INPUT DATA:
▼
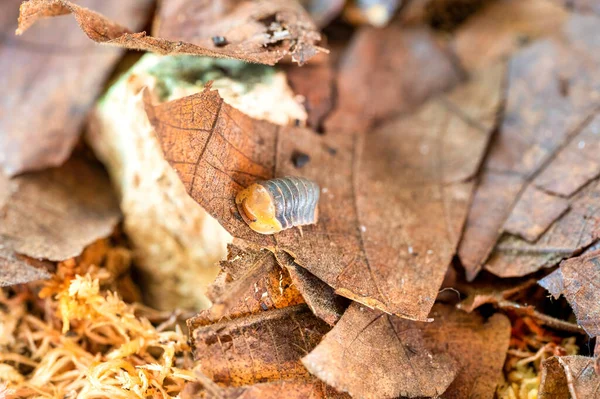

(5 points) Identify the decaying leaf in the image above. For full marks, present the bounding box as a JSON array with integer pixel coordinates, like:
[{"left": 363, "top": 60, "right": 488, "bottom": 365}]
[
  {"left": 457, "top": 279, "right": 584, "bottom": 334},
  {"left": 325, "top": 26, "right": 461, "bottom": 131},
  {"left": 302, "top": 303, "right": 459, "bottom": 398},
  {"left": 286, "top": 54, "right": 335, "bottom": 130},
  {"left": 0, "top": 0, "right": 152, "bottom": 176},
  {"left": 459, "top": 15, "right": 600, "bottom": 280},
  {"left": 17, "top": 0, "right": 325, "bottom": 65},
  {"left": 303, "top": 304, "right": 510, "bottom": 399},
  {"left": 192, "top": 305, "right": 329, "bottom": 386},
  {"left": 539, "top": 251, "right": 600, "bottom": 337},
  {"left": 538, "top": 356, "right": 600, "bottom": 399},
  {"left": 277, "top": 252, "right": 348, "bottom": 326},
  {"left": 0, "top": 250, "right": 50, "bottom": 287},
  {"left": 451, "top": 0, "right": 568, "bottom": 71},
  {"left": 146, "top": 66, "right": 504, "bottom": 320},
  {"left": 182, "top": 376, "right": 350, "bottom": 399},
  {"left": 0, "top": 156, "right": 120, "bottom": 270},
  {"left": 188, "top": 245, "right": 304, "bottom": 331},
  {"left": 422, "top": 305, "right": 511, "bottom": 399}
]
▲
GOAL:
Pull out every line of the entries above that contains the word "marks", and copy each such line in full.

FULL OUTPUT:
(5 points) Identify the decaying leaf in the image above. For full marks, present the bounding box as a JSON array with integer pixel coordinates, like:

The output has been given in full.